Image point grounding data:

........

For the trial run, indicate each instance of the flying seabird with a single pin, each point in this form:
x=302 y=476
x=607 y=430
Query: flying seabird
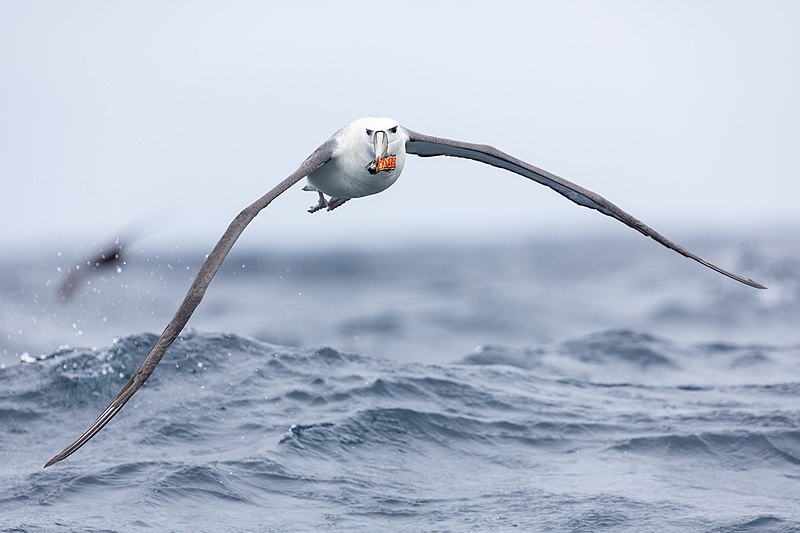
x=109 y=256
x=363 y=158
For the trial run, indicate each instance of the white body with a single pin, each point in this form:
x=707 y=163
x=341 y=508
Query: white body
x=346 y=174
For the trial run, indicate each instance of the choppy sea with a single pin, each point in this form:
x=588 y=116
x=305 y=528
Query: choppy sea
x=583 y=385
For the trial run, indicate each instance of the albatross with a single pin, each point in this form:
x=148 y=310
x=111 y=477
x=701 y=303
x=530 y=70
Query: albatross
x=363 y=158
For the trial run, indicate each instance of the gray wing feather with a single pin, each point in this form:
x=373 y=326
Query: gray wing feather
x=192 y=299
x=429 y=146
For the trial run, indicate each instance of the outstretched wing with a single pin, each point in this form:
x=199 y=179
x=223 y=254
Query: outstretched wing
x=428 y=146
x=192 y=299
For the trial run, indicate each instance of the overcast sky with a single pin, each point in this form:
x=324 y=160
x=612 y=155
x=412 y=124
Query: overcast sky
x=686 y=114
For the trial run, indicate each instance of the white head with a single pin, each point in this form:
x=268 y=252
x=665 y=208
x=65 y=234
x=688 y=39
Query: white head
x=383 y=135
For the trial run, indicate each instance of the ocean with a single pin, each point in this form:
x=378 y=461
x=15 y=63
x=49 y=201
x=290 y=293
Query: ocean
x=576 y=385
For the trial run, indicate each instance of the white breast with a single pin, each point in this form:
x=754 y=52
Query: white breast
x=346 y=174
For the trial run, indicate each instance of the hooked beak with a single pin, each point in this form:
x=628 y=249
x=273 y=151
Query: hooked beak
x=380 y=142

........

Exclude the pictures, then retype every record exactly.

For the trial run, indicate each instance of the flying seabird with a single pin, each point in this form:
x=302 y=476
x=607 y=430
Query: flying seabird
x=109 y=256
x=363 y=158
For the trial run, indicate each instance of the white body with a single pin, each point in this form:
x=707 y=163
x=341 y=508
Query: white body
x=346 y=174
For the trial run, indicate each instance of the choppy sea with a single pin, each point in this form:
x=588 y=116
x=305 y=528
Query: choppy sea
x=583 y=385
For the trial run, indicate each instance of the albatross with a single pin, each point in this form:
x=148 y=310
x=111 y=477
x=701 y=303
x=530 y=70
Query: albatross
x=363 y=158
For the trial run, indicate each instance of the gray wing feather with a single pin, each point in this form:
x=373 y=326
Query: gray wing feather
x=192 y=299
x=429 y=146
For the trial run, indicate each instance of the outstretched wing with a single pin, each point in this form:
x=199 y=179
x=223 y=254
Query: outstretched wing
x=428 y=146
x=192 y=299
For the trial run, indicate each instance of the overcast sky with a single pin, each point in this form:
x=324 y=160
x=612 y=155
x=412 y=124
Query: overcast sky
x=686 y=114
For the trial run, indicate each instance of the white head with a single pin, each point in this form:
x=268 y=252
x=665 y=208
x=65 y=234
x=688 y=39
Query: white head
x=383 y=135
For the trial run, indicate each instance of the ocean with a single pin, each point in this form:
x=378 y=461
x=15 y=63
x=49 y=201
x=290 y=293
Query: ocean
x=576 y=385
For the trial run, indicate each instance of the white breast with a single pin, each point in this form:
x=754 y=52
Query: white breast
x=346 y=174
For the trial run, indicate each instance of the hooked beak with a single pin, each point in this form:
x=628 y=249
x=273 y=151
Query: hooked beak
x=380 y=142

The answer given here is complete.